— Task inputs —
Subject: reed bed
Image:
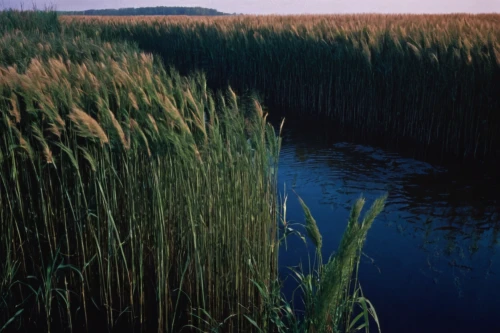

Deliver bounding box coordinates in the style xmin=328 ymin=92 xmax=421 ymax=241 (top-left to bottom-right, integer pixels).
xmin=61 ymin=14 xmax=500 ymax=162
xmin=0 ymin=11 xmax=384 ymax=332
xmin=0 ymin=12 xmax=279 ymax=332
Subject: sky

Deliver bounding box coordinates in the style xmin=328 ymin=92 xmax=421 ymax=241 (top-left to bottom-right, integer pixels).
xmin=0 ymin=0 xmax=500 ymax=14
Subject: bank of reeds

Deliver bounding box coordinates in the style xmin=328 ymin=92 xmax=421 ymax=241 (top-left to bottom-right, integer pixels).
xmin=0 ymin=12 xmax=383 ymax=332
xmin=63 ymin=14 xmax=500 ymax=161
xmin=0 ymin=16 xmax=279 ymax=331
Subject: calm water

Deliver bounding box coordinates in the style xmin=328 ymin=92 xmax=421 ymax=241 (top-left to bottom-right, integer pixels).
xmin=279 ymin=119 xmax=500 ymax=333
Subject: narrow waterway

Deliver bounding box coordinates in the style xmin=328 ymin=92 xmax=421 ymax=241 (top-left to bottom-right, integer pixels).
xmin=279 ymin=118 xmax=500 ymax=333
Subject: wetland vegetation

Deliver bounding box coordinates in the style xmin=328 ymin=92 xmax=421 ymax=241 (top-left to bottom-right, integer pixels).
xmin=0 ymin=11 xmax=500 ymax=332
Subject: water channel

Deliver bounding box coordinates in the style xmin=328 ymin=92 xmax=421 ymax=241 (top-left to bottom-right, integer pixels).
xmin=278 ymin=117 xmax=500 ymax=333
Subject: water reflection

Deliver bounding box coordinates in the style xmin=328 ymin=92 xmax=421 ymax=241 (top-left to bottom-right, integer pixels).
xmin=279 ymin=118 xmax=500 ymax=332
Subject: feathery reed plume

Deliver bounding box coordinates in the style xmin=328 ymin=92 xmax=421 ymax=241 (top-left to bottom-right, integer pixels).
xmin=68 ymin=106 xmax=109 ymax=145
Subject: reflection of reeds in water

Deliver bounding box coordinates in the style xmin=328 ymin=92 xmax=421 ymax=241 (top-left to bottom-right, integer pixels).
xmin=282 ymin=193 xmax=386 ymax=332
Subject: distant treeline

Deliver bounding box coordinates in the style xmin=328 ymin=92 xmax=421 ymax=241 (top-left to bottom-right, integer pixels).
xmin=59 ymin=7 xmax=228 ymax=16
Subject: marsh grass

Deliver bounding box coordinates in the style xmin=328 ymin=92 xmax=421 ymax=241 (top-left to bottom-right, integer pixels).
xmin=62 ymin=14 xmax=500 ymax=161
xmin=0 ymin=12 xmax=381 ymax=332
xmin=0 ymin=10 xmax=279 ymax=331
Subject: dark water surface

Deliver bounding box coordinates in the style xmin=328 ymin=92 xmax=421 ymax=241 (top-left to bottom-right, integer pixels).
xmin=279 ymin=118 xmax=500 ymax=333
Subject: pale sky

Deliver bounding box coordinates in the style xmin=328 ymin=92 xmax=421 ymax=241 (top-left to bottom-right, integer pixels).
xmin=0 ymin=0 xmax=500 ymax=14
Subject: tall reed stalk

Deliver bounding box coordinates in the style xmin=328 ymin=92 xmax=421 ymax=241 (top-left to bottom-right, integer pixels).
xmin=62 ymin=14 xmax=500 ymax=162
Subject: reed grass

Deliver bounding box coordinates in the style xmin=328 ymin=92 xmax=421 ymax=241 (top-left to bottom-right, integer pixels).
xmin=62 ymin=14 xmax=500 ymax=161
xmin=0 ymin=11 xmax=381 ymax=332
xmin=0 ymin=10 xmax=279 ymax=332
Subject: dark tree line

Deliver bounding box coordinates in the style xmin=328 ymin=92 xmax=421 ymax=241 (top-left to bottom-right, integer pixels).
xmin=60 ymin=7 xmax=228 ymax=16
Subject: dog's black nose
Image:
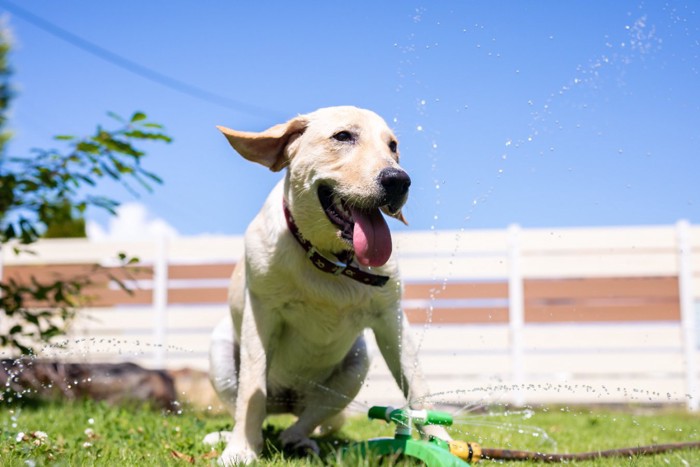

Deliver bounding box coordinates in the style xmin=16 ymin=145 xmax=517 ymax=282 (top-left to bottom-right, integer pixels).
xmin=379 ymin=167 xmax=411 ymax=200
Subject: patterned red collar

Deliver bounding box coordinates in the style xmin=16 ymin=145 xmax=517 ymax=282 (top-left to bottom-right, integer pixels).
xmin=282 ymin=199 xmax=389 ymax=287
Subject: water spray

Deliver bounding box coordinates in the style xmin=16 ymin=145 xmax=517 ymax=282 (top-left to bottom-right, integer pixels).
xmin=344 ymin=406 xmax=700 ymax=467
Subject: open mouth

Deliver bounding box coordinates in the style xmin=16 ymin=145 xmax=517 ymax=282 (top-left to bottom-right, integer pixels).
xmin=318 ymin=185 xmax=392 ymax=267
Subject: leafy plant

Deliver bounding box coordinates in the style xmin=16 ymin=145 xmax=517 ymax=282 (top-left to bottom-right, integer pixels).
xmin=0 ymin=26 xmax=171 ymax=354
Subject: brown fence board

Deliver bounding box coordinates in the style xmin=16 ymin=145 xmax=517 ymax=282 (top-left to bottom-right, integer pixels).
xmin=168 ymin=262 xmax=236 ymax=279
xmin=525 ymin=303 xmax=680 ymax=323
xmin=403 ymin=281 xmax=508 ymax=299
xmin=524 ymin=277 xmax=678 ymax=300
xmin=404 ymin=308 xmax=508 ymax=324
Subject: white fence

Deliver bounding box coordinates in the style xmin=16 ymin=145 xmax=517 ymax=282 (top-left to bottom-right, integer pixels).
xmin=0 ymin=222 xmax=700 ymax=410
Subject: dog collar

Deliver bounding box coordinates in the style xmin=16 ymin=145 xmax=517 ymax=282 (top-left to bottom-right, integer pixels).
xmin=282 ymin=199 xmax=389 ymax=287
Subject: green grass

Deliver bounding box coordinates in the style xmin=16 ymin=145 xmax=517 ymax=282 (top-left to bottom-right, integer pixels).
xmin=0 ymin=401 xmax=700 ymax=466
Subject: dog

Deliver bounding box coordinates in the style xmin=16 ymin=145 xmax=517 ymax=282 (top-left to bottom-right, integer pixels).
xmin=209 ymin=106 xmax=449 ymax=465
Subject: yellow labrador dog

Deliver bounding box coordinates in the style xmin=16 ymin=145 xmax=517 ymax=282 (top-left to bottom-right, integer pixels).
xmin=210 ymin=107 xmax=447 ymax=465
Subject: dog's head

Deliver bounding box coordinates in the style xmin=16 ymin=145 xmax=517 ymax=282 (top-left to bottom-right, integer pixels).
xmin=218 ymin=107 xmax=411 ymax=266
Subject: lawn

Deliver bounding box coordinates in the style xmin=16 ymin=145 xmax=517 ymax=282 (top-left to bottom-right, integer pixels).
xmin=0 ymin=401 xmax=700 ymax=466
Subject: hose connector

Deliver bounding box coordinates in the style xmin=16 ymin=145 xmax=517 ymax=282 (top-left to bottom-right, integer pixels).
xmin=447 ymin=439 xmax=482 ymax=464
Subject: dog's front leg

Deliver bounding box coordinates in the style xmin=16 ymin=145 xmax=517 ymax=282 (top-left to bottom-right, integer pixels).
xmin=219 ymin=292 xmax=275 ymax=465
xmin=280 ymin=335 xmax=369 ymax=454
xmin=372 ymin=308 xmax=451 ymax=440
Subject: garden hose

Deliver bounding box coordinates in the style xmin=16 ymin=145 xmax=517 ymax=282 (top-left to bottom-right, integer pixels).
xmin=359 ymin=406 xmax=700 ymax=467
xmin=478 ymin=441 xmax=700 ymax=462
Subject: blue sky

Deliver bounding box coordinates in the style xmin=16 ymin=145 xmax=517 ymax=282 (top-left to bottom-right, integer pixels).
xmin=0 ymin=0 xmax=700 ymax=235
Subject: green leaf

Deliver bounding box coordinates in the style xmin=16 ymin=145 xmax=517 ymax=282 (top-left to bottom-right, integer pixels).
xmin=107 ymin=112 xmax=126 ymax=123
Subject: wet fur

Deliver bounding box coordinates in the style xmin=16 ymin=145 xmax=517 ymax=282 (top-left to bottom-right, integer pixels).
xmin=210 ymin=107 xmax=446 ymax=465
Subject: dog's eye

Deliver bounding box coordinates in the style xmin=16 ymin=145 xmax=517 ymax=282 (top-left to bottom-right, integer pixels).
xmin=333 ymin=131 xmax=355 ymax=142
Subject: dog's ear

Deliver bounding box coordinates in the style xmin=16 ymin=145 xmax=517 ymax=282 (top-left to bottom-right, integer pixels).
xmin=216 ymin=116 xmax=307 ymax=172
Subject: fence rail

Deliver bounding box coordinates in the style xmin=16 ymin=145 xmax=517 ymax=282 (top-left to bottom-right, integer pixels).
xmin=0 ymin=222 xmax=700 ymax=410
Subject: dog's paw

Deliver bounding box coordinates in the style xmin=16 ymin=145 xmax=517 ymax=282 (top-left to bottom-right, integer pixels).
xmin=280 ymin=426 xmax=321 ymax=457
xmin=217 ymin=445 xmax=258 ymax=467
xmin=202 ymin=431 xmax=233 ymax=446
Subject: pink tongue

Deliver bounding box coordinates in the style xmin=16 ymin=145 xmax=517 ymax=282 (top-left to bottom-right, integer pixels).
xmin=352 ymin=209 xmax=391 ymax=267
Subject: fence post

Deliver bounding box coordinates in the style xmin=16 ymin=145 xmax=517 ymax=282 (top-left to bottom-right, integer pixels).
xmin=153 ymin=235 xmax=168 ymax=368
xmin=508 ymin=224 xmax=525 ymax=406
xmin=676 ymin=220 xmax=700 ymax=412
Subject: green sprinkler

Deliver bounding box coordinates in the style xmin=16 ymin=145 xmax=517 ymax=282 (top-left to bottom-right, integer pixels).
xmin=347 ymin=406 xmax=481 ymax=467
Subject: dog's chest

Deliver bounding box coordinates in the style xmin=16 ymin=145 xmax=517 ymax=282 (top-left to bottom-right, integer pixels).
xmin=277 ymin=296 xmax=373 ymax=347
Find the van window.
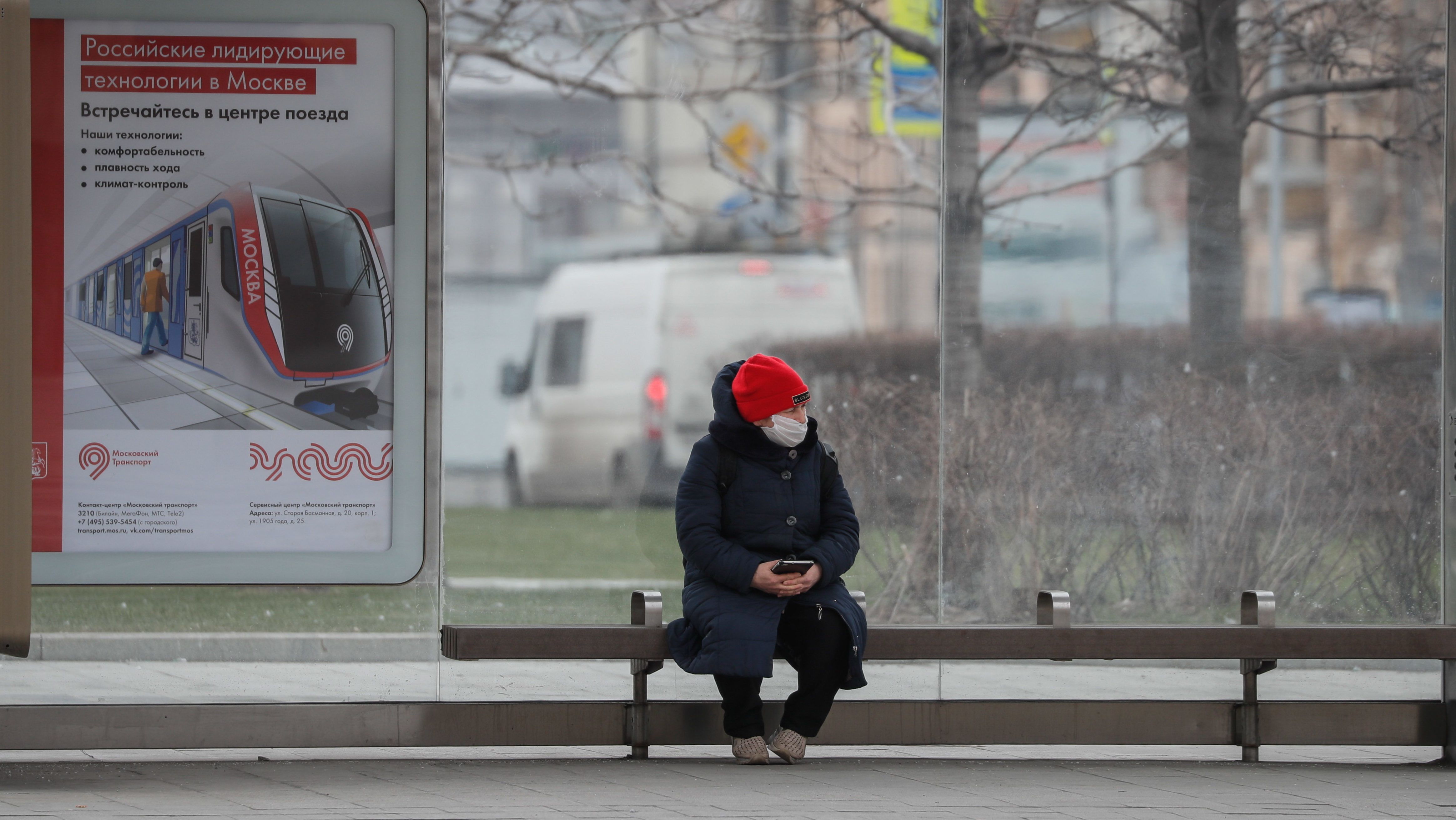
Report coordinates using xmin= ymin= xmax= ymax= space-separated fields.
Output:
xmin=546 ymin=319 xmax=587 ymax=388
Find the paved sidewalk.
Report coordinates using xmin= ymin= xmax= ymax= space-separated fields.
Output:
xmin=0 ymin=747 xmax=1456 ymax=820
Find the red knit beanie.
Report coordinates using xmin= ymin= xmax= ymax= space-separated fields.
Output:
xmin=732 ymin=352 xmax=809 ymax=421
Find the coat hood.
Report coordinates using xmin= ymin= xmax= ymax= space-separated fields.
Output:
xmin=708 ymin=360 xmax=818 ymax=462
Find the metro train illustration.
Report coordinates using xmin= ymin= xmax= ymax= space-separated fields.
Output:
xmin=66 ymin=182 xmax=393 ymax=419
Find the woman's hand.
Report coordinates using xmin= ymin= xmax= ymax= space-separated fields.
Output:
xmin=750 ymin=559 xmax=818 ymax=599
xmin=789 ymin=564 xmax=824 ymax=596
xmin=751 ymin=561 xmax=824 ymax=599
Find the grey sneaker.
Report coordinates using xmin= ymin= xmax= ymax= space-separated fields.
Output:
xmin=769 ymin=728 xmax=808 ymax=763
xmin=732 ymin=737 xmax=769 ymax=766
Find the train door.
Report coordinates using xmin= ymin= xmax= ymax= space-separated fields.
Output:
xmin=182 ymin=221 xmax=207 ymax=363
xmin=117 ymin=259 xmax=135 ymax=338
xmin=102 ymin=262 xmax=119 ymax=332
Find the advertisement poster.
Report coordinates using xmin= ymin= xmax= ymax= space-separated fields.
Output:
xmin=32 ymin=19 xmax=396 ymax=562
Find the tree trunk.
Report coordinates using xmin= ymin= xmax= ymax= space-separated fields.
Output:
xmin=1179 ymin=0 xmax=1246 ymax=368
xmin=940 ymin=0 xmax=987 ymax=411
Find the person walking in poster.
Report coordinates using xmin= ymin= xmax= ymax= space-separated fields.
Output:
xmin=141 ymin=256 xmax=172 ymax=355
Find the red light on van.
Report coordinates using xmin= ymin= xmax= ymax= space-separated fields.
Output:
xmin=642 ymin=373 xmax=667 ymax=441
xmin=642 ymin=373 xmax=667 ymax=412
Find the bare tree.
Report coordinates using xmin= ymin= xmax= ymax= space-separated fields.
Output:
xmin=1021 ymin=0 xmax=1444 ymax=367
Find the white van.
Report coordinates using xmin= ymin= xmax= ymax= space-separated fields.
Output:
xmin=501 ymin=253 xmax=864 ymax=504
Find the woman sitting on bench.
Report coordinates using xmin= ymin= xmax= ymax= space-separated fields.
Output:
xmin=668 ymin=354 xmax=866 ymax=763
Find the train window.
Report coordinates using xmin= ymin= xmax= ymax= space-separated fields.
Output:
xmin=546 ymin=319 xmax=587 ymax=386
xmin=220 ymin=226 xmax=243 ymax=298
xmin=186 ymin=229 xmax=202 ymax=296
xmin=303 ymin=201 xmax=379 ymax=296
xmin=264 ymin=200 xmax=317 ymax=287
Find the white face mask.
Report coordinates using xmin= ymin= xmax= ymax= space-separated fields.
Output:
xmin=758 ymin=415 xmax=809 ymax=447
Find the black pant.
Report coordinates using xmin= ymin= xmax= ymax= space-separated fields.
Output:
xmin=713 ymin=602 xmax=849 ymax=737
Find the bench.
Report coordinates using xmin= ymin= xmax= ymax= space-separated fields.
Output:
xmin=441 ymin=590 xmax=1456 ymax=762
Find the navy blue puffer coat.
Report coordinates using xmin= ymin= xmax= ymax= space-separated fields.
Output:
xmin=667 ymin=361 xmax=868 ymax=689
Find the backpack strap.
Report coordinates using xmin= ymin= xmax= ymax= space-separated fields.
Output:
xmin=713 ymin=441 xmax=738 ymax=497
xmin=820 ymin=438 xmax=839 ymax=504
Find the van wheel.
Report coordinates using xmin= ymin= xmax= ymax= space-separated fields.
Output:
xmin=505 ymin=453 xmax=526 ymax=507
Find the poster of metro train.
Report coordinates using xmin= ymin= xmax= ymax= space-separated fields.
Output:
xmin=32 ymin=19 xmax=396 ymax=565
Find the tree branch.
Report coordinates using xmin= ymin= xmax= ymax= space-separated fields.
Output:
xmin=1242 ymin=68 xmax=1443 ymax=128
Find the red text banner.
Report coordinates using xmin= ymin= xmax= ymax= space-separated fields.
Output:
xmin=82 ymin=66 xmax=316 ymax=95
xmin=82 ymin=33 xmax=358 ymax=66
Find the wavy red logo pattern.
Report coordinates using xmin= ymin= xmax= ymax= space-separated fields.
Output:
xmin=248 ymin=441 xmax=395 ymax=481
xmin=80 ymin=441 xmax=111 ymax=481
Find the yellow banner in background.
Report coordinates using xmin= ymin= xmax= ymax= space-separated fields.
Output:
xmin=869 ymin=0 xmax=949 ymax=138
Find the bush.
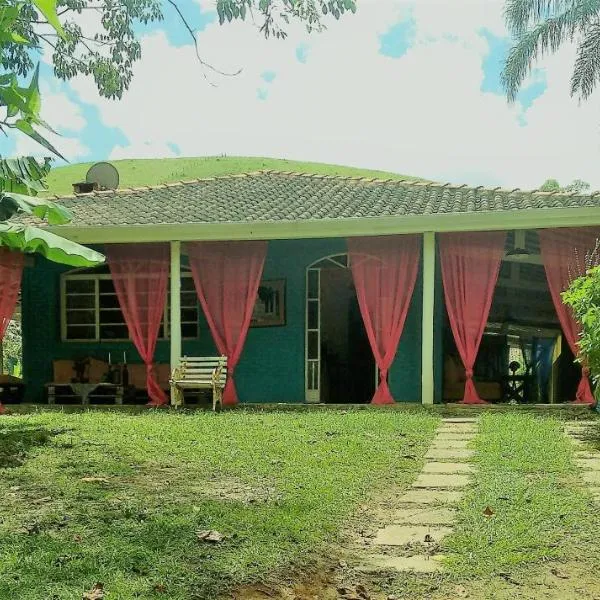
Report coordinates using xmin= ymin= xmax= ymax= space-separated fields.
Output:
xmin=562 ymin=266 xmax=600 ymax=383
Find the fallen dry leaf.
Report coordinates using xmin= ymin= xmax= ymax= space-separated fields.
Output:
xmin=550 ymin=567 xmax=569 ymax=579
xmin=196 ymin=529 xmax=225 ymax=544
xmin=82 ymin=582 xmax=104 ymax=600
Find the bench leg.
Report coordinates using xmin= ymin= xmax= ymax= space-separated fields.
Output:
xmin=213 ymin=385 xmax=223 ymax=412
xmin=171 ymin=385 xmax=184 ymax=408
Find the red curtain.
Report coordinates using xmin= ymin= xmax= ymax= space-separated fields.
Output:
xmin=187 ymin=241 xmax=267 ymax=405
xmin=348 ymin=235 xmax=421 ymax=404
xmin=106 ymin=244 xmax=170 ymax=406
xmin=0 ymin=248 xmax=24 ymax=414
xmin=539 ymin=227 xmax=600 ymax=404
xmin=439 ymin=231 xmax=506 ymax=404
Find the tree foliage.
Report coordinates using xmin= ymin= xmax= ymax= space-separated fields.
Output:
xmin=540 ymin=179 xmax=590 ymax=194
xmin=0 ymin=0 xmax=356 ymax=104
xmin=563 ymin=266 xmax=600 ymax=383
xmin=502 ymin=0 xmax=600 ymax=101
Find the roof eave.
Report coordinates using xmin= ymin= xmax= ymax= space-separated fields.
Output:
xmin=44 ymin=207 xmax=600 ymax=244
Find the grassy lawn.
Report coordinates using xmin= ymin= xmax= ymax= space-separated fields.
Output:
xmin=46 ymin=156 xmax=426 ymax=194
xmin=434 ymin=414 xmax=600 ymax=598
xmin=0 ymin=411 xmax=438 ymax=600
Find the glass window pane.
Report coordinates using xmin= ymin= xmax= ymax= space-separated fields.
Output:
xmin=67 ymin=325 xmax=96 ymax=340
xmin=66 ymin=294 xmax=96 ymax=310
xmin=181 ymin=323 xmax=198 ymax=338
xmin=98 ymin=294 xmax=120 ymax=308
xmin=181 ymin=308 xmax=198 ymax=323
xmin=100 ymin=325 xmax=129 ymax=340
xmin=100 ymin=309 xmax=125 ymax=325
xmin=308 ymin=300 xmax=319 ymax=329
xmin=98 ymin=279 xmax=115 ymax=294
xmin=306 ymin=361 xmax=319 ymax=390
xmin=181 ymin=292 xmax=198 ymax=306
xmin=308 ymin=331 xmax=319 ymax=358
xmin=65 ymin=279 xmax=95 ymax=294
xmin=67 ymin=310 xmax=96 ymax=325
xmin=308 ymin=269 xmax=319 ymax=298
xmin=181 ymin=277 xmax=196 ymax=296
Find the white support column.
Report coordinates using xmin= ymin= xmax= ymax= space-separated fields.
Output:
xmin=421 ymin=231 xmax=435 ymax=404
xmin=169 ymin=242 xmax=181 ymax=404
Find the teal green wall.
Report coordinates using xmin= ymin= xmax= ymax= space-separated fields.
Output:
xmin=22 ymin=239 xmax=442 ymax=402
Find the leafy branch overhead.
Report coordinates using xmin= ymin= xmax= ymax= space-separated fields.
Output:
xmin=0 ymin=0 xmax=356 ymax=104
xmin=217 ymin=0 xmax=356 ymax=38
xmin=502 ymin=0 xmax=600 ymax=101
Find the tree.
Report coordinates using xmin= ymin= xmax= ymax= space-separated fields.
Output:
xmin=540 ymin=179 xmax=590 ymax=194
xmin=5 ymin=0 xmax=356 ymax=98
xmin=563 ymin=260 xmax=600 ymax=390
xmin=502 ymin=0 xmax=600 ymax=101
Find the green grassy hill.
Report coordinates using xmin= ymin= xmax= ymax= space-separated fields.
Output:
xmin=46 ymin=156 xmax=419 ymax=195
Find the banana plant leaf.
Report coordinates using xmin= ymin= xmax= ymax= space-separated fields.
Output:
xmin=0 ymin=223 xmax=104 ymax=267
xmin=0 ymin=192 xmax=71 ymax=225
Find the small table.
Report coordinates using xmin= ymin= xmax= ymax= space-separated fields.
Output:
xmin=46 ymin=381 xmax=123 ymax=405
xmin=504 ymin=375 xmax=531 ymax=404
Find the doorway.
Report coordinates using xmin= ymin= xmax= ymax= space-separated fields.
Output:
xmin=306 ymin=254 xmax=376 ymax=404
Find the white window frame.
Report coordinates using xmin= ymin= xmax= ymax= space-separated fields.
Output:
xmin=60 ymin=267 xmax=200 ymax=343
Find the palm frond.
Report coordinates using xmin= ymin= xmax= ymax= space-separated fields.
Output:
xmin=0 ymin=156 xmax=51 ymax=193
xmin=504 ymin=0 xmax=580 ymax=36
xmin=500 ymin=0 xmax=600 ymax=102
xmin=0 ymin=223 xmax=104 ymax=267
xmin=571 ymin=23 xmax=600 ymax=100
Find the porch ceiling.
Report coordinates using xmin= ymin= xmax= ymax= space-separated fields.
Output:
xmin=16 ymin=171 xmax=600 ymax=241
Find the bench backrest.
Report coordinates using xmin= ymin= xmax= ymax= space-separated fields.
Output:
xmin=180 ymin=356 xmax=227 ymax=386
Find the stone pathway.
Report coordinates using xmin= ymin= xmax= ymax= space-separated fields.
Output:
xmin=358 ymin=418 xmax=478 ymax=573
xmin=565 ymin=421 xmax=600 ymax=503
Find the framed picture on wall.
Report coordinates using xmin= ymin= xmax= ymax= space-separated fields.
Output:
xmin=250 ymin=279 xmax=285 ymax=327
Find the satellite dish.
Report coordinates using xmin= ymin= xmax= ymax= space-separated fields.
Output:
xmin=85 ymin=162 xmax=119 ymax=190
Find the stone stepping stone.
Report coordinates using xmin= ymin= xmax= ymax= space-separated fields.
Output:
xmin=373 ymin=525 xmax=452 ymax=546
xmin=575 ymin=450 xmax=600 ymax=460
xmin=393 ymin=507 xmax=456 ymax=525
xmin=356 ymin=554 xmax=444 ymax=573
xmin=425 ymin=448 xmax=475 ymax=460
xmin=430 ymin=438 xmax=471 ymax=449
xmin=433 ymin=431 xmax=475 ymax=442
xmin=421 ymin=461 xmax=474 ymax=473
xmin=413 ymin=473 xmax=469 ymax=489
xmin=400 ymin=489 xmax=463 ymax=505
xmin=582 ymin=471 xmax=600 ymax=486
xmin=575 ymin=456 xmax=600 ymax=471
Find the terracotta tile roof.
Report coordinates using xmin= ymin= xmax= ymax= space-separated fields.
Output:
xmin=30 ymin=171 xmax=600 ymax=227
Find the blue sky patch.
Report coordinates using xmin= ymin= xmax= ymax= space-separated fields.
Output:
xmin=480 ymin=29 xmax=548 ymax=110
xmin=167 ymin=142 xmax=181 ymax=156
xmin=296 ymin=44 xmax=309 ymax=64
xmin=135 ymin=0 xmax=217 ymax=48
xmin=261 ymin=71 xmax=277 ymax=83
xmin=379 ymin=17 xmax=416 ymax=58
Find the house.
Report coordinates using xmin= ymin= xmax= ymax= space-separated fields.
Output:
xmin=14 ymin=171 xmax=600 ymax=404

— The exercise —
Copy the entries above word for word, starting at the first line and stopping after the line that contains "xmin=0 ymin=11 xmax=500 ymax=332", with both of those lines included. Leave out the pictures.

— The result —
Subject: reed bed
Image:

Deliver bounding box coordinates in the style xmin=328 ymin=92 xmax=421 ymax=241 (top-left to bottom-right, integer pixels).
xmin=61 ymin=14 xmax=500 ymax=162
xmin=0 ymin=11 xmax=384 ymax=332
xmin=0 ymin=12 xmax=279 ymax=332
Subject: sky

Deliver bounding box coordinates in the style xmin=328 ymin=92 xmax=421 ymax=241 (top-left to bottom-right, integer pixels).
xmin=0 ymin=0 xmax=500 ymax=14
Subject: bank of reeds

Deliver bounding box coordinates in the style xmin=328 ymin=92 xmax=421 ymax=241 (top-left to bottom-right, integer pixels).
xmin=0 ymin=12 xmax=383 ymax=332
xmin=63 ymin=14 xmax=500 ymax=161
xmin=0 ymin=16 xmax=279 ymax=331
Subject: calm water

Deliver bounding box coordinates in the style xmin=328 ymin=92 xmax=421 ymax=241 (top-left to bottom-right, integer pixels).
xmin=279 ymin=119 xmax=500 ymax=333
Subject: narrow waterway

Deliver bounding box coordinates in the style xmin=328 ymin=92 xmax=421 ymax=241 (top-left to bottom-right, integer pixels).
xmin=279 ymin=118 xmax=500 ymax=333
Subject: wetland vegetation

Deliver bounding box coordinates in the style xmin=328 ymin=92 xmax=421 ymax=241 (top-left to bottom-right, integer pixels).
xmin=0 ymin=11 xmax=500 ymax=332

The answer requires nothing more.